The exhibition curator is Tarek Abou El Fetouh, born in Cairo and based in Brussels. El Fetouh created many exhibitions and artistic initiatives in the Middle East: director of the Young Arab Theatre Fund, initiator of the travelling biennial Meeting Points, and more recently, curator of the cyclical show Home Works VI, under the auspices of one of the region’s major organizations, Ashkal Alwan in Beirut.

The exhibition features works by renowned artists, such as Mona Hatoum, Emily Jacir and Walid Raad, who have gained recognition on the international scene, and by artists of the middle and young generation from Middle East, China, Korea, Singapore, Ukraine and Poland, a fact that highlights the universal character of emancipatory pursuits and attitudes. El Fetouh approaches the exhibition as a kind of philosophical mission, aiming to reveal the universal nature of the metamorphosis of the private into the public, a process that occurs in the body and gives rise to diverse kinds of political transformation.

- **Work instructions**:
**a.** According to the exhibition passage, what Beirut organization sponsored the cyclical show Home Works VI that El Fetouh curated?
**b.** Extend the exhibition passage, picking up right after its final sentence.

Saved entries
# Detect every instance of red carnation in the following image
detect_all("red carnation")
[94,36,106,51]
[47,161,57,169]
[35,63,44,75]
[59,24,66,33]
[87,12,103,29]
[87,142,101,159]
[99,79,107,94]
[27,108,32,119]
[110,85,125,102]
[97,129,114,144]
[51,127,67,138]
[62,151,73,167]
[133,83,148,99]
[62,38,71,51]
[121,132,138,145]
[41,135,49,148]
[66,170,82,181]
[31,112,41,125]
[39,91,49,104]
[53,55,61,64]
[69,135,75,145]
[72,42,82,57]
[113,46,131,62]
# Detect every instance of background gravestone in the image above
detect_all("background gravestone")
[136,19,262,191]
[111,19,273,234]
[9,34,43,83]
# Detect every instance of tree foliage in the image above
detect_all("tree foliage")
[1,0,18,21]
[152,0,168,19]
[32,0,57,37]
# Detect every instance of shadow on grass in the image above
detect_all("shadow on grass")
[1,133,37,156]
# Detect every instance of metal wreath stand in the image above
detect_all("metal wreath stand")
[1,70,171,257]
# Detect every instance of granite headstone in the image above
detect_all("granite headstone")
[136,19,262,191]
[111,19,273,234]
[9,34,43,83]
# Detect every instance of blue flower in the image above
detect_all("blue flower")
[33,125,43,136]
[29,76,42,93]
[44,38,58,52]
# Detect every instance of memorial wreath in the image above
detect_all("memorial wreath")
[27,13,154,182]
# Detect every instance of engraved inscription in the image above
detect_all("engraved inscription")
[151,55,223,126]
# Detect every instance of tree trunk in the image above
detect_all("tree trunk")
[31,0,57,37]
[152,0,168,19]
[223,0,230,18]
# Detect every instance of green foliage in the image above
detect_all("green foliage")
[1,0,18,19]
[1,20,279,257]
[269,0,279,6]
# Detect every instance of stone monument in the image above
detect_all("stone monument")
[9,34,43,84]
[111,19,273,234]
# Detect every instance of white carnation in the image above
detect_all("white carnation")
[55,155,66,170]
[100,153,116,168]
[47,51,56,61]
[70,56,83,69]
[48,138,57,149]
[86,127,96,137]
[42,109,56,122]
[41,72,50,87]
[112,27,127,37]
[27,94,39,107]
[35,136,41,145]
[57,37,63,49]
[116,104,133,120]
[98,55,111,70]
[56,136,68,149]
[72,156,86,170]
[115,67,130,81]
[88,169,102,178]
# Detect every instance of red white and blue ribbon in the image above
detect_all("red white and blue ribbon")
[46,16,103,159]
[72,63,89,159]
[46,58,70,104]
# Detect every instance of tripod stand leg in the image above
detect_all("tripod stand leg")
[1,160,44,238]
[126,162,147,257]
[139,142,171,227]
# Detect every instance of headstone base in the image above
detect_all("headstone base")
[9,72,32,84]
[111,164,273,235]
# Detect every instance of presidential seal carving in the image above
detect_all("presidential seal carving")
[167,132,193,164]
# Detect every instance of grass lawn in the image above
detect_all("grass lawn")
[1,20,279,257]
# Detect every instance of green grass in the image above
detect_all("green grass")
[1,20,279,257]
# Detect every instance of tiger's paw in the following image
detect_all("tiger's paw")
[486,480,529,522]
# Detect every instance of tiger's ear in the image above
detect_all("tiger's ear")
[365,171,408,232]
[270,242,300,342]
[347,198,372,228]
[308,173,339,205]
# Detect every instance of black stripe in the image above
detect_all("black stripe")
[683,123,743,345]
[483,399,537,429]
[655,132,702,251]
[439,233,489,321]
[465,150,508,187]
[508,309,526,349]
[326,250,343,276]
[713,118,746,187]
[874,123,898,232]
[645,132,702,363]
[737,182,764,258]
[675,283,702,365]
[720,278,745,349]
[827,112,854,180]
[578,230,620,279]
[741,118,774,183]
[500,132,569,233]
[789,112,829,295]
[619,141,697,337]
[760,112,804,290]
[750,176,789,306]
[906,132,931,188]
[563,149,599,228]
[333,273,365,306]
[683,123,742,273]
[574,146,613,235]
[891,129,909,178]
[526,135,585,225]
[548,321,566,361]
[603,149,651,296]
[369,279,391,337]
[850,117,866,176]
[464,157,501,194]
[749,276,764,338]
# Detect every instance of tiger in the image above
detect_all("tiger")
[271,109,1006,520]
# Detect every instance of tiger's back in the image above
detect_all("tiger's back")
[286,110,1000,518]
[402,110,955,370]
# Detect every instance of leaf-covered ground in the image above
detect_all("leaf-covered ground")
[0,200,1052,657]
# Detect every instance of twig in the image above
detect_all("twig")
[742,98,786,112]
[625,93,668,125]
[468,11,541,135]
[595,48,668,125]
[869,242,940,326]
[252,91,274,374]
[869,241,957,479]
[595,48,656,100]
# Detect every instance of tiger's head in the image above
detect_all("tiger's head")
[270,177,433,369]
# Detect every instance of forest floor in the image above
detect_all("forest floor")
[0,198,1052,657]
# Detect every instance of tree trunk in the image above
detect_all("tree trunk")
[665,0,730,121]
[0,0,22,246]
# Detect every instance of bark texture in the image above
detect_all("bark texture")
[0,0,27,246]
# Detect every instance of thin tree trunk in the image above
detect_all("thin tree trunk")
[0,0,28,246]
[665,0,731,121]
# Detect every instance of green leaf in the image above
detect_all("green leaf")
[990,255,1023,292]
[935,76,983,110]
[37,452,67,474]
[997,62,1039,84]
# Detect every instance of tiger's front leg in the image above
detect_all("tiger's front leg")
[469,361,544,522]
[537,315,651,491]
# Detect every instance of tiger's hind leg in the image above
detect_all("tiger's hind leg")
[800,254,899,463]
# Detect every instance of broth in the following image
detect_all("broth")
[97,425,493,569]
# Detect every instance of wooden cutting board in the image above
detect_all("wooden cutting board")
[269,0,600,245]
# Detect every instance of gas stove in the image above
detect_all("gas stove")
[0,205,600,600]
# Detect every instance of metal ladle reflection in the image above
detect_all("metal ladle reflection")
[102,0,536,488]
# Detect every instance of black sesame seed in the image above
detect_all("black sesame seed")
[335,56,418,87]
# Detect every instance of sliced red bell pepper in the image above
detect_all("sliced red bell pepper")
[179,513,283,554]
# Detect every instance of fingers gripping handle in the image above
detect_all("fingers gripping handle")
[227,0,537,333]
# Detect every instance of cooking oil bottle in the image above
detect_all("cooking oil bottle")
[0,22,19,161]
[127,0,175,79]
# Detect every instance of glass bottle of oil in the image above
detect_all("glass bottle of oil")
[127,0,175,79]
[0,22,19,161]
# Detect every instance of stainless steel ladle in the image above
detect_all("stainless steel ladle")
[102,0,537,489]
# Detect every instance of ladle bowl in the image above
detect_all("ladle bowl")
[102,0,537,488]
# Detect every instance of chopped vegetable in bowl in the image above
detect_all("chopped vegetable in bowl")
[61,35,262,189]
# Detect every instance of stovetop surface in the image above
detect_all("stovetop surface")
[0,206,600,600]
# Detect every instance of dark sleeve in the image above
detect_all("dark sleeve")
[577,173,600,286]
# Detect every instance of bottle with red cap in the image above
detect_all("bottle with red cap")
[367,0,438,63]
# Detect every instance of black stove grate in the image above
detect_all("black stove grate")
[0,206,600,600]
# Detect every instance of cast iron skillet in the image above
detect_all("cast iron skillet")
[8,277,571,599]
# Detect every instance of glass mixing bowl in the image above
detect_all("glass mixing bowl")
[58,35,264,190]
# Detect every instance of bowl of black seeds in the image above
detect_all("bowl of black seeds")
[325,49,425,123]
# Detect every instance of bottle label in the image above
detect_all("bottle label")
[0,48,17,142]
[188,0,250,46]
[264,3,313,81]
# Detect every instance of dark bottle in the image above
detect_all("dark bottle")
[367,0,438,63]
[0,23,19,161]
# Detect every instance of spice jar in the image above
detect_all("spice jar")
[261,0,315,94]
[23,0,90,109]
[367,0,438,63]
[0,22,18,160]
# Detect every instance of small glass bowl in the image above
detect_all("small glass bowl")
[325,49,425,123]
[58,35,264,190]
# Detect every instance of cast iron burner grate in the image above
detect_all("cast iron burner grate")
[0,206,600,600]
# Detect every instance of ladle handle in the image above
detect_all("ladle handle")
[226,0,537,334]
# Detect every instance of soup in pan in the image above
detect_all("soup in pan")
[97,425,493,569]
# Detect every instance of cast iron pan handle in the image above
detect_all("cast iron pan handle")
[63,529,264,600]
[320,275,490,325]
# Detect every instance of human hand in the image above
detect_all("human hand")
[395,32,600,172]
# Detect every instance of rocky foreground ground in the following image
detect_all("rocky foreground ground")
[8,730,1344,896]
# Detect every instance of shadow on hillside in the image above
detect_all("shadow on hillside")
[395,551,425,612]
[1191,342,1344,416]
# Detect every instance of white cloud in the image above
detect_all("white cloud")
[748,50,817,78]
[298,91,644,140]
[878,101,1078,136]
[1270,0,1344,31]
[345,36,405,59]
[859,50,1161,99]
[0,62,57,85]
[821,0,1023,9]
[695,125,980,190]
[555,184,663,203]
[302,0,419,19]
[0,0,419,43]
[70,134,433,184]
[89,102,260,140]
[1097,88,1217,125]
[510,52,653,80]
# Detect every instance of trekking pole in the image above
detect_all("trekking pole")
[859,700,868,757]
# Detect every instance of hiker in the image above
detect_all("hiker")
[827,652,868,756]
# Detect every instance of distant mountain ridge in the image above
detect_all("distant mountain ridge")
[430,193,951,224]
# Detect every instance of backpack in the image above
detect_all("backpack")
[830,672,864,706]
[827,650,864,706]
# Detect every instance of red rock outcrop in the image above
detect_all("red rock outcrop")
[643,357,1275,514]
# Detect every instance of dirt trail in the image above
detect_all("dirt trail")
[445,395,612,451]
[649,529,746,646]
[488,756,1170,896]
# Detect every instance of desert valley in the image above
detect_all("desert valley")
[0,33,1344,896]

- **Numbered answers**:
**a.** Ashkal Alwan

**b.**
The exhibition is set against the background of hopes inspired by the interrupted Arab Spring, the significance of which has yet to be fully described and the profound consequences of which remain ambiguous. The Arab Spring began symbolically with a dramatic gesture of an individual: the self-immolation of Mohamed Bouazizi at the end of 2010 in Tunis. The dramatic act shifted the sense of injustice from the private to the public sphere, stirring a wave of protests on an unprecedented scale. Protesters took political initiative by gathering on squares and marching in demonstrations that involved thousands of people – protests that soon spread beyond the Arab world and sparked Occupy movements worldwide.

“For politics to take place, the body has to appear", writes Tarek Abou El Fetouh in his curatorial text, "and for emancipatory actions to take place, the plural collective body has to appear and occupy spaces. Each participant in the protests offers his or her individual body, which then exists between two forms, the individual and the collective, within conditions that are enigmatic.”

To approach this key moment of passage from the individual to the collective body, El Fetouh refers to the concept of the 13th-century philosopher Ibn ’Arabi, "barzakh", which literally means “isthmus” and pertains especially to an invisible line that separates two seas, each with its own density, salinity and temperature. For  Ibn ’Arabi, the term means “anything that simultaneously divides and brings together two things.”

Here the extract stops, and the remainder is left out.